━━ Entries supplied
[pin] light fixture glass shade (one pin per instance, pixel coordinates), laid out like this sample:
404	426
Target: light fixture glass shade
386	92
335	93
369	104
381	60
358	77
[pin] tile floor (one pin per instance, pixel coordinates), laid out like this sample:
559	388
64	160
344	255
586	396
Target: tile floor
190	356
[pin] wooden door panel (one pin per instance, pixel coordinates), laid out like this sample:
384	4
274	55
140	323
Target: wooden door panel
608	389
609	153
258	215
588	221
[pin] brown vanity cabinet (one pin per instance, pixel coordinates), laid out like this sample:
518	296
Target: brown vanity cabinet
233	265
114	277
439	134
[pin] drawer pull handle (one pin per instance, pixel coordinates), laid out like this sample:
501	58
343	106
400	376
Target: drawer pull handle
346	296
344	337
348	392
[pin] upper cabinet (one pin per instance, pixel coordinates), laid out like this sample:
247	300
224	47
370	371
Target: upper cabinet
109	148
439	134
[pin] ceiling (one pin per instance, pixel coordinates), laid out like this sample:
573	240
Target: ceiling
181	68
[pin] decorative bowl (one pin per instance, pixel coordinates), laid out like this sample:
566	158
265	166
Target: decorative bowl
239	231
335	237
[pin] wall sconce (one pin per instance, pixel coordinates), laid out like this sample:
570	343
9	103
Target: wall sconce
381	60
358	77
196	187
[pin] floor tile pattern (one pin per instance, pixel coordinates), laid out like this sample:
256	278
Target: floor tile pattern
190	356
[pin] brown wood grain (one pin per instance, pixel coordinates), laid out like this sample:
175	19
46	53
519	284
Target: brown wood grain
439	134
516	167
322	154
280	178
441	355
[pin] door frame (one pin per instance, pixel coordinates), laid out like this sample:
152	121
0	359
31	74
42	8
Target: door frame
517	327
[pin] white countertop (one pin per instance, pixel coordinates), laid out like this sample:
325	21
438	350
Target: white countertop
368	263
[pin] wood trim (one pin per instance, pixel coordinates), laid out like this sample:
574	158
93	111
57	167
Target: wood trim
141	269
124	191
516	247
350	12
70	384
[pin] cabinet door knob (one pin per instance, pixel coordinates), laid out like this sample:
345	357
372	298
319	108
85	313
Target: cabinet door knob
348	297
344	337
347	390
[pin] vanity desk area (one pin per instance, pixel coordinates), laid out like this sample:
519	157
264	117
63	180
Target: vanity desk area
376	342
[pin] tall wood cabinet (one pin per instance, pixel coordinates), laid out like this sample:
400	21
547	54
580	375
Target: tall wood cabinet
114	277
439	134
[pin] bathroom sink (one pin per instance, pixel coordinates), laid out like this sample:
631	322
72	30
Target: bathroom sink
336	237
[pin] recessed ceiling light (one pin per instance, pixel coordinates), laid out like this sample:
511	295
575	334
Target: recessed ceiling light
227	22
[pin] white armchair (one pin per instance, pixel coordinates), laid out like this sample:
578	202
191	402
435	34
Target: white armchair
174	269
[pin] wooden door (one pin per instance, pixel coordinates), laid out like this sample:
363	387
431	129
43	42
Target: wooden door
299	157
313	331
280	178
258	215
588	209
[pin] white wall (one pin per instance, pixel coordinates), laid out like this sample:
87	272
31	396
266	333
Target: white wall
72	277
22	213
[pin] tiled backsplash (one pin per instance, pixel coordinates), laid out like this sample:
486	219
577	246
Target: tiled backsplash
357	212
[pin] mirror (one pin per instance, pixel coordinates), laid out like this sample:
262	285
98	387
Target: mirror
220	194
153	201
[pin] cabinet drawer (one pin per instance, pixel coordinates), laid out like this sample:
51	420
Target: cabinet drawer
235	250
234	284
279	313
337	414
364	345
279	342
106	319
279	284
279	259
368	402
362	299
━━━━
Having located the line containing "Target: recessed ceiling light", set it down along with every line after it through the end of the data, reproducing each exactly.

## Response
Target: recessed ceiling light
227	22
[pin] white armchair (one pin per instance, pixel coordinates), laid out like this sample:
578	202
191	402
435	34
Target: white armchair
174	269
[pin] wooden door (one pin per instance, pixel coordinates), laid out like this sample:
363	387
431	129
43	42
Target: wooden door
299	157
313	331
280	178
258	215
588	209
[pin] white wall (one pin per instance, pixel coordinates), laid out like this sample:
87	272
31	396
266	333
Target: white wall
72	277
22	213
[pin] tiled backsplash (one pin per instance, pixel coordinates), laid out like this sample:
486	219
577	246
Target: tiled backsplash
357	212
[pin] mirror (one pin per instance, pixel coordinates), laid out like this sample:
262	285
98	387
Target: mirror
220	194
153	201
[pin] cabinet drawer (one pin per instance, pixel coordinates), laid out like this sample:
51	420
Target: cabinet drawer
235	250
234	284
279	313
337	414
364	345
279	342
106	319
279	284
279	259
368	402
362	299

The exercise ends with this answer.